**Requirements:**
Could you copy out, word for word, the rows below from the line containing "locate the woman's face in the photo above" through the final line of the rows, including both of those lines?

**Available records:**
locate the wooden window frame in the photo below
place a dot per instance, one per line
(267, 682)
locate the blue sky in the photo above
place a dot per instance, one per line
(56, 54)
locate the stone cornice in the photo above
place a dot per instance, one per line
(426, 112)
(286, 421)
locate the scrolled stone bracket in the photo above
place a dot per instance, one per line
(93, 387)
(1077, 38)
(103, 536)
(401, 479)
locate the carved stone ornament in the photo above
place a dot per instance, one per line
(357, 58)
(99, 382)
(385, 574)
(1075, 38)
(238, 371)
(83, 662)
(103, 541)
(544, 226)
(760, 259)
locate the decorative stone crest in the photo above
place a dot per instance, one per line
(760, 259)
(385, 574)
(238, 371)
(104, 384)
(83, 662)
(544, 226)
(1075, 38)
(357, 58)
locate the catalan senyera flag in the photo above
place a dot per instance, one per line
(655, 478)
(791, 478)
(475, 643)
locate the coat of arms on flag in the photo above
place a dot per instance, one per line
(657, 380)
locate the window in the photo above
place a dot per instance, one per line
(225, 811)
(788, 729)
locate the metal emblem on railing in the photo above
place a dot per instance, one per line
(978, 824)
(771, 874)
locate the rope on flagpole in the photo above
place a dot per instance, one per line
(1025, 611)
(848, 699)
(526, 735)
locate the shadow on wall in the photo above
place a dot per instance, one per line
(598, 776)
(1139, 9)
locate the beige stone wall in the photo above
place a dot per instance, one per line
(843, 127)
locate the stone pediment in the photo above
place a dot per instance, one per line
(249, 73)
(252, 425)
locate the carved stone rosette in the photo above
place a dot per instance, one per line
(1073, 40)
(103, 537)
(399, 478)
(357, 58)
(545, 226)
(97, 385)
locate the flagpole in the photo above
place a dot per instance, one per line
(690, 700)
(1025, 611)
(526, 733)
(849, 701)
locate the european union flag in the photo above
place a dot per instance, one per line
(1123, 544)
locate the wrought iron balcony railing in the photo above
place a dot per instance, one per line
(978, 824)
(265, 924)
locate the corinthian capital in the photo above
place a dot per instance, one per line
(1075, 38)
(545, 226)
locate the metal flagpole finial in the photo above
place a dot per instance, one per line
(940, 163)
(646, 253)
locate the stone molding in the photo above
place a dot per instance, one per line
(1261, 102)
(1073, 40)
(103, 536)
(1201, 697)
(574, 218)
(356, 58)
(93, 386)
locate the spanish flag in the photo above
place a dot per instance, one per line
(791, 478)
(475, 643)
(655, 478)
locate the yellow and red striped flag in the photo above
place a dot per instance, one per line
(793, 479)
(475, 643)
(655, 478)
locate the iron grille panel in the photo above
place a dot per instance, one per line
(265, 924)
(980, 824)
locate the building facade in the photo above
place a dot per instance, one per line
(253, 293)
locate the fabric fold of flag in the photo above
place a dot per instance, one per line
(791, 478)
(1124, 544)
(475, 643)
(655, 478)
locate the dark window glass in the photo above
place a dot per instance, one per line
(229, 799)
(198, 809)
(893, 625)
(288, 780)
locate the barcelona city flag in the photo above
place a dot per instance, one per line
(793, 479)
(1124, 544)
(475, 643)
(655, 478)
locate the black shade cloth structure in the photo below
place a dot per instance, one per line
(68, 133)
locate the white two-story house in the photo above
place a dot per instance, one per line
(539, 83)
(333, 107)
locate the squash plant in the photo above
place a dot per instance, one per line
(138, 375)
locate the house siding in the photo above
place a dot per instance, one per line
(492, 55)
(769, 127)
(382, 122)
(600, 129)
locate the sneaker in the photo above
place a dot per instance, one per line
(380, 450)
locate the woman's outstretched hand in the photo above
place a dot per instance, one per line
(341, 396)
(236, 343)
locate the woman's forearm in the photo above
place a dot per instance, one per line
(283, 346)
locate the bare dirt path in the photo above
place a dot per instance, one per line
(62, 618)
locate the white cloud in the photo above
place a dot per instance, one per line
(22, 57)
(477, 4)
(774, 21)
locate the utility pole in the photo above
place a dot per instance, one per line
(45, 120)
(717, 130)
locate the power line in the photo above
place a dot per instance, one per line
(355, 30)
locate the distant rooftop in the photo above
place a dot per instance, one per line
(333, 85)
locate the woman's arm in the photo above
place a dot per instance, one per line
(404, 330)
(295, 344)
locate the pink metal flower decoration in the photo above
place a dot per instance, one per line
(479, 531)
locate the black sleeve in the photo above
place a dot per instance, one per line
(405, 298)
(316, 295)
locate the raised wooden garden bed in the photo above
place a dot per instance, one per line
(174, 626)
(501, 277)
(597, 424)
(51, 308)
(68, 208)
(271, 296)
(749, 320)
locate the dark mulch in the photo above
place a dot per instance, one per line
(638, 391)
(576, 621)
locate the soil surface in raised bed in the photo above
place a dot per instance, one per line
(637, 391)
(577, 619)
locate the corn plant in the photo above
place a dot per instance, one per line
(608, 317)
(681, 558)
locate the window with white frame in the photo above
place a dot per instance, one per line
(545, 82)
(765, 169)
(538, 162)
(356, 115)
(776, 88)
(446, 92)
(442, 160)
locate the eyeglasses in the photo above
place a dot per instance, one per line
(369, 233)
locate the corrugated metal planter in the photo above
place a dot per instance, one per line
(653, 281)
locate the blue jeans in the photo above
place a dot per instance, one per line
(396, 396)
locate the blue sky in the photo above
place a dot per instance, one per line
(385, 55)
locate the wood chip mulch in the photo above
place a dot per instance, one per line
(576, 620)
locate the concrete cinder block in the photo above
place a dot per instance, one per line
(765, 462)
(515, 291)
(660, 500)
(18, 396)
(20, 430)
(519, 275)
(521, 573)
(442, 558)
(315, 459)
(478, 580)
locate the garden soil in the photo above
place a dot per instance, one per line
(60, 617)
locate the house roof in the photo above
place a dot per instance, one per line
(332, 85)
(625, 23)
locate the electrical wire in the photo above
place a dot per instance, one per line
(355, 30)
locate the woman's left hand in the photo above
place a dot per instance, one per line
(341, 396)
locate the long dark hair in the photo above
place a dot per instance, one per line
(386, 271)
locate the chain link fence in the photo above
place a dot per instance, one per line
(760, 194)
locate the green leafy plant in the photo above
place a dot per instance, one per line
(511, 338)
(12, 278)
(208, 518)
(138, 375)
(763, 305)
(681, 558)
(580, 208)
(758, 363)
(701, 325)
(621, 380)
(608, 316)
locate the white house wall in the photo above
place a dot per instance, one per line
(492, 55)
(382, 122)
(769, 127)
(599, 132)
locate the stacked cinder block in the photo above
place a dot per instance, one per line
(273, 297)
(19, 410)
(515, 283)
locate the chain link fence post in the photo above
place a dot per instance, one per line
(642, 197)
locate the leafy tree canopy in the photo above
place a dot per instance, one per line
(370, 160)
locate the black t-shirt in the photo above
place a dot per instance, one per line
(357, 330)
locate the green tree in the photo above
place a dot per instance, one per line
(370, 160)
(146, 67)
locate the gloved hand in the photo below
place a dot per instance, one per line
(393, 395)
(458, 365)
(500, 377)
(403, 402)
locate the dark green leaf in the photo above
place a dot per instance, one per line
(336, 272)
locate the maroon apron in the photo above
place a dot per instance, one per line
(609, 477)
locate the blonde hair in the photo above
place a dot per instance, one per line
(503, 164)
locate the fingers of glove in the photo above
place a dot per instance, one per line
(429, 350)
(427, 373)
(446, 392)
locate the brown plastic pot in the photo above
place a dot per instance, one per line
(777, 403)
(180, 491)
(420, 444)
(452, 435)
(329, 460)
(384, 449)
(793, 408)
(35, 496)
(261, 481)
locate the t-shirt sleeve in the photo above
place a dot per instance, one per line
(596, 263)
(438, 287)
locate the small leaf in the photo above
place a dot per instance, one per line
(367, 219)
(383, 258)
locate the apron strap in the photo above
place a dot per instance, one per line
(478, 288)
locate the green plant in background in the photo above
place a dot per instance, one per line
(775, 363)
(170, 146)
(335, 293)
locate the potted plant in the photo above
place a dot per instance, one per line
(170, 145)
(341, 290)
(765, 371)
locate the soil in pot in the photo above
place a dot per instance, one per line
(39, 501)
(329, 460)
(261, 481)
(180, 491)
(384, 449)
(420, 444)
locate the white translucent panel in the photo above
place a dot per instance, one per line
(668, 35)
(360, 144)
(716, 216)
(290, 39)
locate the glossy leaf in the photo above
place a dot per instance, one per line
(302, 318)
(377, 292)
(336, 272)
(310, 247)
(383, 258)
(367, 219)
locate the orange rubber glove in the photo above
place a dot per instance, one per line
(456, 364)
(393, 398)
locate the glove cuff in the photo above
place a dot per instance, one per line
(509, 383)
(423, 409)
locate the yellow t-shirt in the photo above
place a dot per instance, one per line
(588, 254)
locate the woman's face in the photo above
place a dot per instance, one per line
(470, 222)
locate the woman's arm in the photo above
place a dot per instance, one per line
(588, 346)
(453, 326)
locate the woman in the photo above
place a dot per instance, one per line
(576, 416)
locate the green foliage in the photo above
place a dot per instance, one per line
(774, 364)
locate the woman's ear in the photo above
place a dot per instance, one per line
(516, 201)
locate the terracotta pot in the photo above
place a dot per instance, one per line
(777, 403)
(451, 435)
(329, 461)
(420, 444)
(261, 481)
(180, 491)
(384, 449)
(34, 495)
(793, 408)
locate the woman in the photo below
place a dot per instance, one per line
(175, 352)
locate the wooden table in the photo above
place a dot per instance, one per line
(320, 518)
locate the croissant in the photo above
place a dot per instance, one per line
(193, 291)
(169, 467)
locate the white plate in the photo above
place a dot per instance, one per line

**Problem solution:**
locate the woman's face in the photo above
place a dot per instance, one per line
(470, 222)
locate the woman's arm in the photo above
place a dot per instance, one per line
(588, 346)
(453, 326)
locate the woman in the photo above
place a dot per instance, one per line
(576, 416)
locate the green foliage in the photo above
place a dot per instance, one per line
(774, 364)
locate the woman's ear in the photo above
place a dot per instance, one per line
(516, 201)
locate the terracotta pot in the photo above
place a dot per instance, one per line
(777, 403)
(451, 435)
(329, 461)
(420, 444)
(261, 481)
(180, 491)
(384, 449)
(34, 495)
(793, 408)
locate the woman in the photo below
place a dot per instance, one per line
(175, 352)
locate the wooden table in the photo above
place a dot per instance, one per line
(320, 518)
locate the croissant in the photo above
place a dot per instance, one per line
(193, 291)
(169, 467)
locate the white plate in the photo above
place a dot per instance, one per line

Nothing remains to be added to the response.